**Aim of the exercise**: Please copy every line from the records below that contains the string "tower".

(Dataset entries)
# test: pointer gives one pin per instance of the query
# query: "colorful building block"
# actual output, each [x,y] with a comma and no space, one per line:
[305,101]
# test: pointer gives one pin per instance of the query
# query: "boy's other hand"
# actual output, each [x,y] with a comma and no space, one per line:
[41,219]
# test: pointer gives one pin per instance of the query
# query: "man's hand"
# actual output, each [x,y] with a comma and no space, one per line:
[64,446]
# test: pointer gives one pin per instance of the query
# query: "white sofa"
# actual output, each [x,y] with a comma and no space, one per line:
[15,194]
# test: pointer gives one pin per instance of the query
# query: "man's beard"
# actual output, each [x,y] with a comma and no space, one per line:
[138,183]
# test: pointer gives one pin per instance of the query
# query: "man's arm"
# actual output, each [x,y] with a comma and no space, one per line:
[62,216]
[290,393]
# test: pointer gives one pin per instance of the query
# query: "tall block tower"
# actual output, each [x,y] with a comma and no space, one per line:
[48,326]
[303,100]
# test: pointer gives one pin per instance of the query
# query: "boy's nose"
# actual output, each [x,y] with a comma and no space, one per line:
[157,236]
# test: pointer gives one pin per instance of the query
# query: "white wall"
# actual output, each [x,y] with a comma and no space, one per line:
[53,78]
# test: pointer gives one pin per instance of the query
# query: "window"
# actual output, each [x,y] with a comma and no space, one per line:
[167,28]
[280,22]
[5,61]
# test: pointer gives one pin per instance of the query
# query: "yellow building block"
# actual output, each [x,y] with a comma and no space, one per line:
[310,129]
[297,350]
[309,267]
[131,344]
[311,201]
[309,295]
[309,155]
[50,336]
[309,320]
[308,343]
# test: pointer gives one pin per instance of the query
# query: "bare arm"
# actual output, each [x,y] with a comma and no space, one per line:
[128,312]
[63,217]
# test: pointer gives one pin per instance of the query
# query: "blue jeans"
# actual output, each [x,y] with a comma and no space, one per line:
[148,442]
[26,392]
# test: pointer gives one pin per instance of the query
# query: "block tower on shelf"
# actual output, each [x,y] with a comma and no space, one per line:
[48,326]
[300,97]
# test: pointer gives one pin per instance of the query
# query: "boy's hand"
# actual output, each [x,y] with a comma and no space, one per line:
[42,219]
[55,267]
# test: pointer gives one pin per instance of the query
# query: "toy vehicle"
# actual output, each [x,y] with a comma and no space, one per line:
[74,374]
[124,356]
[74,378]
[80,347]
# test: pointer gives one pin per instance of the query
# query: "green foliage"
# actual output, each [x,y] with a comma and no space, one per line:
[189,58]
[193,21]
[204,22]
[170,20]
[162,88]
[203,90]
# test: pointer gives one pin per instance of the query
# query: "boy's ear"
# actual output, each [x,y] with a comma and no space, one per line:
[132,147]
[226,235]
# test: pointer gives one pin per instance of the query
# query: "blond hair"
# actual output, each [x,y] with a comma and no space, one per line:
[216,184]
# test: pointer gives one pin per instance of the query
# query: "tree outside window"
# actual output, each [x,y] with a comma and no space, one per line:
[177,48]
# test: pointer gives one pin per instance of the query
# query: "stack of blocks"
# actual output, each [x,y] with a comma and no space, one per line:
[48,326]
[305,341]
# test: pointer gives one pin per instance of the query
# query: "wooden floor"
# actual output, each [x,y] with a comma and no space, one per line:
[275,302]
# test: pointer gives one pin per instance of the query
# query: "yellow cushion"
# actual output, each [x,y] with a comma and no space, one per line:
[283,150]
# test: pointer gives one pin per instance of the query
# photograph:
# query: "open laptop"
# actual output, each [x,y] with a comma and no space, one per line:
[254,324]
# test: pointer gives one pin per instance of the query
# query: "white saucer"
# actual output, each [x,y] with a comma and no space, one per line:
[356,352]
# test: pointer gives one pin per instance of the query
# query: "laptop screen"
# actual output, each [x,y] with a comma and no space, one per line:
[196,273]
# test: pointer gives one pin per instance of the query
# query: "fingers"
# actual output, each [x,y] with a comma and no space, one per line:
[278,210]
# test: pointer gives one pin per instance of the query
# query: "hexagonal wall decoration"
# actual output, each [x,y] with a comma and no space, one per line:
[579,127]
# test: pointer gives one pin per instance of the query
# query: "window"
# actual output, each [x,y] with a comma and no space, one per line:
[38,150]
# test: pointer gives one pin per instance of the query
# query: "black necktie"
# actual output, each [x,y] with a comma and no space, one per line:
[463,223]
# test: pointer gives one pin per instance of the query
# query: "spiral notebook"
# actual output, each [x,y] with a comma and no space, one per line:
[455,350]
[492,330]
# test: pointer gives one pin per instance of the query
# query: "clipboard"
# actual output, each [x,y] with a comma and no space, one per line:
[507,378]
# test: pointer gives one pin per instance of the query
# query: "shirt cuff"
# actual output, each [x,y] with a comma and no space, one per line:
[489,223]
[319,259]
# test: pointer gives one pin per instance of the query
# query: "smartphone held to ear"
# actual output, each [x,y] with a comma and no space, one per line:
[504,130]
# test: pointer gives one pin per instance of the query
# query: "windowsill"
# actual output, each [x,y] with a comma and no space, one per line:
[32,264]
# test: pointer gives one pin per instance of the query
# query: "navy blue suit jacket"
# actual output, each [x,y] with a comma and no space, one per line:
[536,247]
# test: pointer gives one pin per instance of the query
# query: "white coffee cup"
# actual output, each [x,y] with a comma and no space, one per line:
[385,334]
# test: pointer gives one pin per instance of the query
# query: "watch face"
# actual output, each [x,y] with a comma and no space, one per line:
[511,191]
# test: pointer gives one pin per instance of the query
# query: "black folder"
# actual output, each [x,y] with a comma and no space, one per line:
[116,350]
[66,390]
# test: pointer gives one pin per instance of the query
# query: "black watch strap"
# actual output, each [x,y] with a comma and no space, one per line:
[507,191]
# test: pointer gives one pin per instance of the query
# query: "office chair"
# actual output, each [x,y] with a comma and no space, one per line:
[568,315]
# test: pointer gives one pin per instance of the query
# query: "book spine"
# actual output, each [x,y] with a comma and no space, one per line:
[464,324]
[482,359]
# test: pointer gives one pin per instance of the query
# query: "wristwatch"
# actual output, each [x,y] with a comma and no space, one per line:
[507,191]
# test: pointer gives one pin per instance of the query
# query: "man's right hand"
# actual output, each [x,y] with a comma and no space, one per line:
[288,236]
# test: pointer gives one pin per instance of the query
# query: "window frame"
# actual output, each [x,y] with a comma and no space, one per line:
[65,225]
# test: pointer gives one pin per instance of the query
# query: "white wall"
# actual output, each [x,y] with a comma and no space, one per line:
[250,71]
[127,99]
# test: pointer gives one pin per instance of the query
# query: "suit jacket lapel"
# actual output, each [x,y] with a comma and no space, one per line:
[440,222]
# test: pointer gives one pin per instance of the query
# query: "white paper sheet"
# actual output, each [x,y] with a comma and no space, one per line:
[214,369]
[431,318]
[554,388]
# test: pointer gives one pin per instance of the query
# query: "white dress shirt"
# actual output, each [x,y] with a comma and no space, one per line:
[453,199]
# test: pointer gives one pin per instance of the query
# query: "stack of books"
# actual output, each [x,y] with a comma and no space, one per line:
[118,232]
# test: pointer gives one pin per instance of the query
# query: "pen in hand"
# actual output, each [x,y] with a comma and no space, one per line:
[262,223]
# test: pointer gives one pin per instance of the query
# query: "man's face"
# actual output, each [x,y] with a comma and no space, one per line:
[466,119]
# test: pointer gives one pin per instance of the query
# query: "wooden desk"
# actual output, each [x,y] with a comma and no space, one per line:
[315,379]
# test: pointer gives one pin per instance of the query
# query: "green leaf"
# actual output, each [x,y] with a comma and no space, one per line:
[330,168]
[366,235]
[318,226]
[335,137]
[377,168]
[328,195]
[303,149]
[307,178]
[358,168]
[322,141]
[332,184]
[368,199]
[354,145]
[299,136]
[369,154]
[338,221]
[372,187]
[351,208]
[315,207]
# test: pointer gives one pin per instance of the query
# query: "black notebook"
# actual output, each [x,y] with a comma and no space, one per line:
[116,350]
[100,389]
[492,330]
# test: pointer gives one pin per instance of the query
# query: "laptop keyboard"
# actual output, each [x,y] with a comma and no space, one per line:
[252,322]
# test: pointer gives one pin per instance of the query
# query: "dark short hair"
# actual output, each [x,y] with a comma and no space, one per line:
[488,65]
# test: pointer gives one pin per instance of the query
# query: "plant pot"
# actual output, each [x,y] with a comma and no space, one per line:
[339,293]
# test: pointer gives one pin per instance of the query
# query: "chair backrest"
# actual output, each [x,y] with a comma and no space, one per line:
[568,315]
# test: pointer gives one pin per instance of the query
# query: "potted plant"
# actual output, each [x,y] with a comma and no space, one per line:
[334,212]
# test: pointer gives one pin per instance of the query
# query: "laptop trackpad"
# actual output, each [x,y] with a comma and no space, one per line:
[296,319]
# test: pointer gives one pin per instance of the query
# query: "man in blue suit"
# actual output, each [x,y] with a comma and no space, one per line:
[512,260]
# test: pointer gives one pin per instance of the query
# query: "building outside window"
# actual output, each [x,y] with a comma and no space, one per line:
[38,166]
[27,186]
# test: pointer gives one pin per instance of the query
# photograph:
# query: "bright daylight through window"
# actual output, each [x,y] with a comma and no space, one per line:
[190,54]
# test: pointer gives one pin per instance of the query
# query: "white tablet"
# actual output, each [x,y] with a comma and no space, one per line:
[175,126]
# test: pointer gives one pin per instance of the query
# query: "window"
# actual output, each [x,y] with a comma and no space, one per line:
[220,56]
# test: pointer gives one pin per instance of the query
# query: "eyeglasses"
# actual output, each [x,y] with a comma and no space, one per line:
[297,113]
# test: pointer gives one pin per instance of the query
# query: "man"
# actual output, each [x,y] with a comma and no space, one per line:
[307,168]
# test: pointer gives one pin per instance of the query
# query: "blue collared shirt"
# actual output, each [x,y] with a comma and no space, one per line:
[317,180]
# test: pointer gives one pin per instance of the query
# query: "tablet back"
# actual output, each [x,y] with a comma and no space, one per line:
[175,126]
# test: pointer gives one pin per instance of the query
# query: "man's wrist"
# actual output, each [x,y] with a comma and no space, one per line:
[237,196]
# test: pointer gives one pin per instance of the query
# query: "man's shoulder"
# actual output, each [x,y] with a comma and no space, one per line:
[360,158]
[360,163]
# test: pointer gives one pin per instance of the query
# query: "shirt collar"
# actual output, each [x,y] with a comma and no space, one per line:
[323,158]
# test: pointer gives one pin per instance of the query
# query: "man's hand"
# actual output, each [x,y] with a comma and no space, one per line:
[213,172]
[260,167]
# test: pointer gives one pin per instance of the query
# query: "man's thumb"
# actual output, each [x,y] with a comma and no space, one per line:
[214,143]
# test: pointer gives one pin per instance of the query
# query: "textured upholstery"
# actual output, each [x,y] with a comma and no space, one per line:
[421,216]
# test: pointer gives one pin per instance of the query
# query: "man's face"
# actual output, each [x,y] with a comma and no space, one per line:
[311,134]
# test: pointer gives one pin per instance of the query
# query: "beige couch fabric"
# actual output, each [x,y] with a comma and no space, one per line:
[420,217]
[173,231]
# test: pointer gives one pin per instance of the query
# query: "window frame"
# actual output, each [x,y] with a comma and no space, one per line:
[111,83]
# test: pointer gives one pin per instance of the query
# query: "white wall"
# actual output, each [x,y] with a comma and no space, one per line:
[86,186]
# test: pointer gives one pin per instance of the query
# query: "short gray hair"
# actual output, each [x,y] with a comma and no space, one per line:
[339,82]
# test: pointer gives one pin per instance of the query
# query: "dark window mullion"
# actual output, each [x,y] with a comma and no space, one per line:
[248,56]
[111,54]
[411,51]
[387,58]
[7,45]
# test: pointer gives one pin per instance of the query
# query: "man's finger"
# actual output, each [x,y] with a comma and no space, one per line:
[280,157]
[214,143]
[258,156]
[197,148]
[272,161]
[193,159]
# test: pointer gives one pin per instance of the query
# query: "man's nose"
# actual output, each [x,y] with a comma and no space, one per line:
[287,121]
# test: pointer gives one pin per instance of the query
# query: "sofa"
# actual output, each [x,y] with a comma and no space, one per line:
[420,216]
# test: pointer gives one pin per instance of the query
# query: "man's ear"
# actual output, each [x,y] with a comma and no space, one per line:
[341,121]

**Exercise response**:
# query: "tall block tower"
# query: "block tower on shelf"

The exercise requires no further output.